PROBLEM REQUIREMENTS
Write out every entry, unchanged. Skip any picture.

--- begin ---

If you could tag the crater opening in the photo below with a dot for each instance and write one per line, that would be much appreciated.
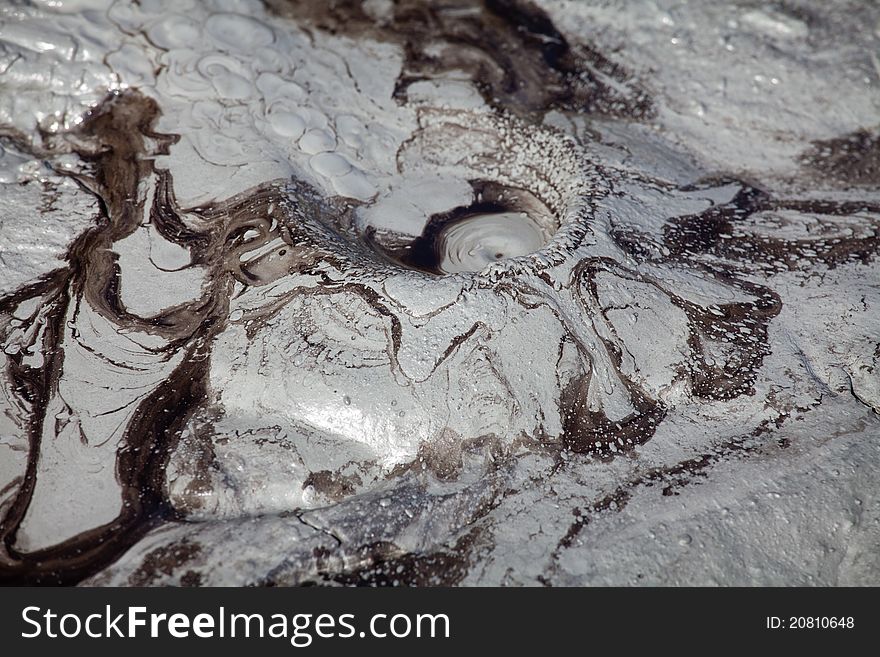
(500, 224)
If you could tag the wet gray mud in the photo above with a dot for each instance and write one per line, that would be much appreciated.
(477, 366)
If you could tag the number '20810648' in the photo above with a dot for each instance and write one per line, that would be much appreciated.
(810, 623)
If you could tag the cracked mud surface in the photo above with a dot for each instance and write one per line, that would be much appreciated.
(477, 293)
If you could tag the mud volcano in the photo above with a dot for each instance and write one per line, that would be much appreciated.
(411, 293)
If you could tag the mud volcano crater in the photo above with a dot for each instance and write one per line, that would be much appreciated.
(501, 223)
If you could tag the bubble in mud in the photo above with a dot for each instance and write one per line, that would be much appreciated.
(473, 243)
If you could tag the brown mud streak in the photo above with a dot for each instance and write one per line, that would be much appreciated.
(519, 61)
(113, 139)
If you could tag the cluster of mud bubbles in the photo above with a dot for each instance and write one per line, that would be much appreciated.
(335, 401)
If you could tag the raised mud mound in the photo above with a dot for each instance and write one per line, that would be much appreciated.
(418, 293)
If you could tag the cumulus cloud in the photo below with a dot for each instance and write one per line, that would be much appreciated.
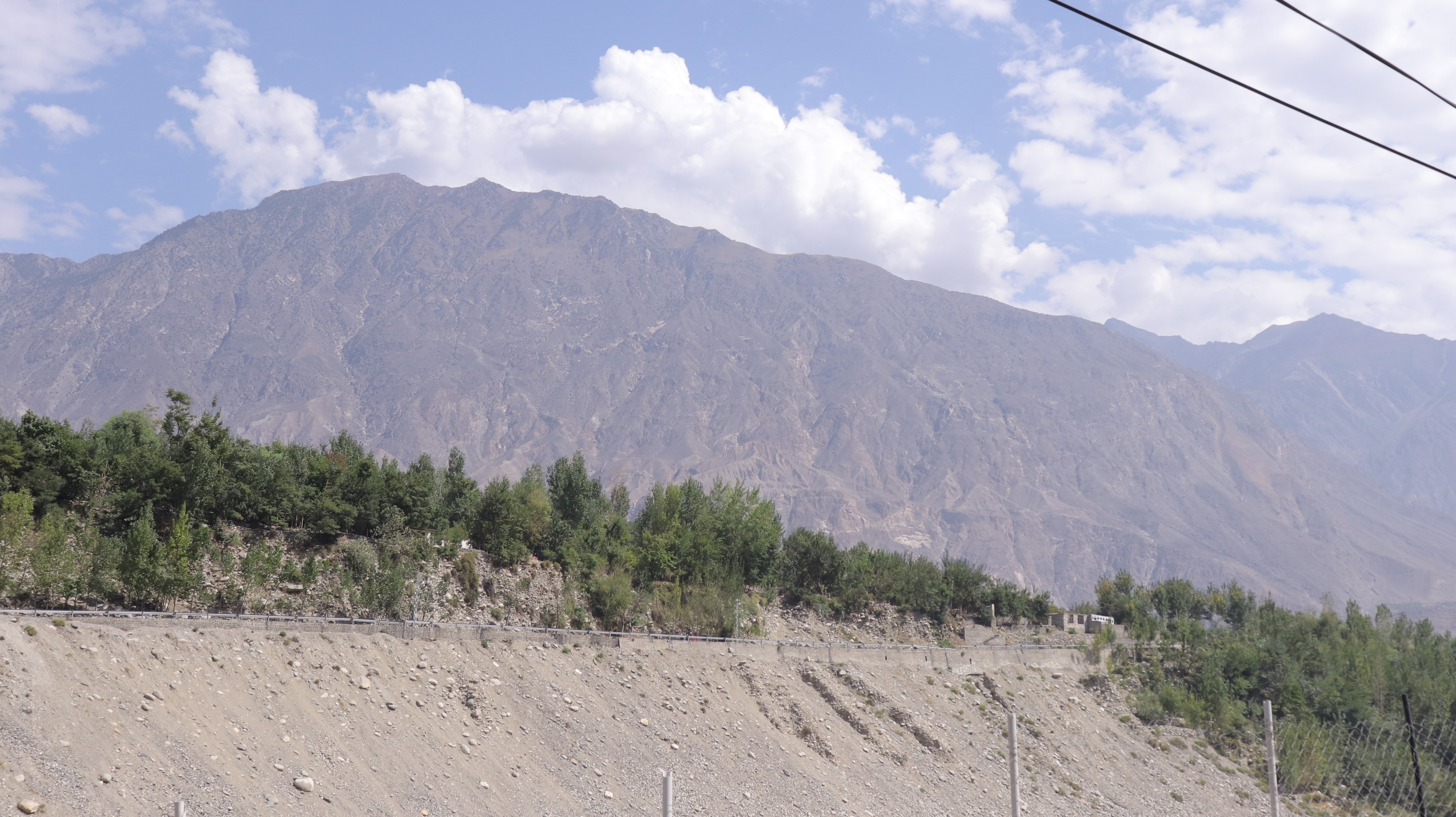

--- end ---

SOLUTION TO THIS TASK
If you could tag the crater opening in the photo below with a dot for each instance and write one per line, that would be much appreciated.
(500, 224)
If you could tag the wet gray mud in the photo above with a dot for each instance and write one per line, that would be much appreciated.
(477, 366)
If you could tag the number '20810648' in the photo above with a dot for each instance and write one per line, that would be much appreciated.
(810, 623)
If you could tag the cracked mud surface in the photo above with a dot for each instance and write one per line, that would be much appreciated.
(477, 293)
If you could tag the mud volcano in the photo above with a dot for each instance and write one per line, that would be much appreciated.
(411, 293)
If you could tag the mud volcano crater in the photo above with a dot for each instance and write one per line, that would be much appreciated.
(501, 223)
If you could tag the bubble in mud in the photo above with a dot for each instance and write one per line, that would be much appreciated.
(473, 243)
If you could tag the brown mud streak in the photo above with a dot for each instance and write one per line, that would be much appreciated.
(519, 61)
(113, 139)
If you could tag the cluster of mud bubbles in the photo above with a dot for each instance and write one per line, that would be much appreciated.
(335, 401)
If you could tag the raised mud mound in the photo above with a dot for each instance and write one per line, that would be much appreciated.
(418, 293)
If you could tag the cumulus cloud in the photo below with a dot for each instance and write one per line, that would be much appreciated.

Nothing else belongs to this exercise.